REQUIRED ACTION: Copy exactly. Begin with the line that contains "Pick out a point on every instance of the red" and stop after the last line of the records.

=== Section Start ===

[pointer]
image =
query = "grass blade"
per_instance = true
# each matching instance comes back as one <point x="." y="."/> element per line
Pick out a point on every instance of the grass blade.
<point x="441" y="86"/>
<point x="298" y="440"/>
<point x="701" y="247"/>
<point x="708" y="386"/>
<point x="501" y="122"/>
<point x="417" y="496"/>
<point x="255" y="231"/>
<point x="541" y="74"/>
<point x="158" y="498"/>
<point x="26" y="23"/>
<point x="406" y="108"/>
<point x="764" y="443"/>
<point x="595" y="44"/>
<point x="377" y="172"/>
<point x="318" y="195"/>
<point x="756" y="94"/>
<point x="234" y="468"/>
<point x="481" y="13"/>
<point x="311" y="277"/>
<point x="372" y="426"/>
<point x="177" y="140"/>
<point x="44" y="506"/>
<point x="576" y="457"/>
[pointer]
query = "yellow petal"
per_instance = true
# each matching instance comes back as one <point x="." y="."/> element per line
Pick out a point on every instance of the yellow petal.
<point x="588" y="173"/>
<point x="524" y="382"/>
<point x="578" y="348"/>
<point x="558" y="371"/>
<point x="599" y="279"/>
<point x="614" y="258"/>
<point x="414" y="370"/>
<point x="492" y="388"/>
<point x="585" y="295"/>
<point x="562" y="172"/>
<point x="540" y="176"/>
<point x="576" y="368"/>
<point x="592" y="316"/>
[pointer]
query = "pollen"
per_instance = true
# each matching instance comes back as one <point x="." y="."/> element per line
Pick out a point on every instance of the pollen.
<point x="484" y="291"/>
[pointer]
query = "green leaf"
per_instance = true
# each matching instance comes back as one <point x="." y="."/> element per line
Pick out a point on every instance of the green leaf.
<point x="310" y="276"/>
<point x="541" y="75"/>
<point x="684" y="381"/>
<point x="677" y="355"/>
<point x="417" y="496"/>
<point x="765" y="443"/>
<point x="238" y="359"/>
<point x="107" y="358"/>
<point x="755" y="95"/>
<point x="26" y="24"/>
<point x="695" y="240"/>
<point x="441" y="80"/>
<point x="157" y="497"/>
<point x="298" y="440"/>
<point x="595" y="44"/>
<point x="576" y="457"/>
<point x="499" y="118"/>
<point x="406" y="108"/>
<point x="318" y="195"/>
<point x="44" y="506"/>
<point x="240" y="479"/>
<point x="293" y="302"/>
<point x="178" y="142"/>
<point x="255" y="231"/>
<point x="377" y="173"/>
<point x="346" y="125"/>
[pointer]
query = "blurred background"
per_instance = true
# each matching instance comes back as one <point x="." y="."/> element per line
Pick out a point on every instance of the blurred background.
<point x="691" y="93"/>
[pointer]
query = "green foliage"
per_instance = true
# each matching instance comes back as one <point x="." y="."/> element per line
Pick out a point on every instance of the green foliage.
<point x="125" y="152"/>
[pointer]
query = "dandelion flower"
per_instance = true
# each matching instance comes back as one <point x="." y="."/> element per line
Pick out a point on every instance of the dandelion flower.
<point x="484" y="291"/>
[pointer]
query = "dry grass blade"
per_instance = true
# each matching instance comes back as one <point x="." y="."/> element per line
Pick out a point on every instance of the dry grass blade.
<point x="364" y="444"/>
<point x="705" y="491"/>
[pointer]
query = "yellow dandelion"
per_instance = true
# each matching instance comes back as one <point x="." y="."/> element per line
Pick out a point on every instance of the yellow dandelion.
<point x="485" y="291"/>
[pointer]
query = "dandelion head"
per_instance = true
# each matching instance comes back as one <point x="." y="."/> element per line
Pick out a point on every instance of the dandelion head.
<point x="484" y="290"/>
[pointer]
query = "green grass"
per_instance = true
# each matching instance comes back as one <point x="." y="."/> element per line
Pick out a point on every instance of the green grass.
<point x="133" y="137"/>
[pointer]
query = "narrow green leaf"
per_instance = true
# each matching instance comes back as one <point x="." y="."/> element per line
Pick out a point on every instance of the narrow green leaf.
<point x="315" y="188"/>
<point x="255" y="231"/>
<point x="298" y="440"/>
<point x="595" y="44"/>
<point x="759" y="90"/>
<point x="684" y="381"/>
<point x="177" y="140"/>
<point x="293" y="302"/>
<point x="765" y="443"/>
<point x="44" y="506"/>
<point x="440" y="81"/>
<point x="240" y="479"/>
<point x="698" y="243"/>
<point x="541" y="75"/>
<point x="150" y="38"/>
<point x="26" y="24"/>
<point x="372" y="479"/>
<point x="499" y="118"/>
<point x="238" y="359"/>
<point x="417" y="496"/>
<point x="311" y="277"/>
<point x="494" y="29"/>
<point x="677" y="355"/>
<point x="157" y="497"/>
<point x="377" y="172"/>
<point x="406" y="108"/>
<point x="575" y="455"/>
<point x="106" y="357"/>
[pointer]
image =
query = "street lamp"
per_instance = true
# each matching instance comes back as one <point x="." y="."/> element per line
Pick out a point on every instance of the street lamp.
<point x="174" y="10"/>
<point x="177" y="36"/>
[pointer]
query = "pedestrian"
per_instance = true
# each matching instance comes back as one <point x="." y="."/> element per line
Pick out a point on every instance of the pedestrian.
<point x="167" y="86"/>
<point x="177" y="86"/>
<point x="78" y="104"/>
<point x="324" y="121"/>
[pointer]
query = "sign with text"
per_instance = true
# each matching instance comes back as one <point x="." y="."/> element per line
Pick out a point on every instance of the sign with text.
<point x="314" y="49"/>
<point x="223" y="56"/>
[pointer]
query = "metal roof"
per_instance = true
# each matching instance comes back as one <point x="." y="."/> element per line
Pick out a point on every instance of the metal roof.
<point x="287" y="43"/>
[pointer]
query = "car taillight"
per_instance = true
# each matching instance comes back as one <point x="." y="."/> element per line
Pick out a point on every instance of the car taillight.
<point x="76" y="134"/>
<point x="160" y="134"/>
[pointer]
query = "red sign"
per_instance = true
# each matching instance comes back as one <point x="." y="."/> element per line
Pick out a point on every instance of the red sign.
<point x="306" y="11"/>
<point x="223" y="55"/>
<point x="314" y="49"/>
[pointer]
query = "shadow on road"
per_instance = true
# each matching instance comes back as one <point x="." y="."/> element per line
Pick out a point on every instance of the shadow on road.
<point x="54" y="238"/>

=== Section End ===

EXERCISE RESULT:
Pick out a point on every instance of the red sign.
<point x="306" y="11"/>
<point x="223" y="55"/>
<point x="314" y="49"/>
[pointer]
query = "shadow on road"
per_instance = true
# each matching instance comes back as one <point x="." y="."/> element per line
Pick out a point on every instance of the shadow on road.
<point x="54" y="238"/>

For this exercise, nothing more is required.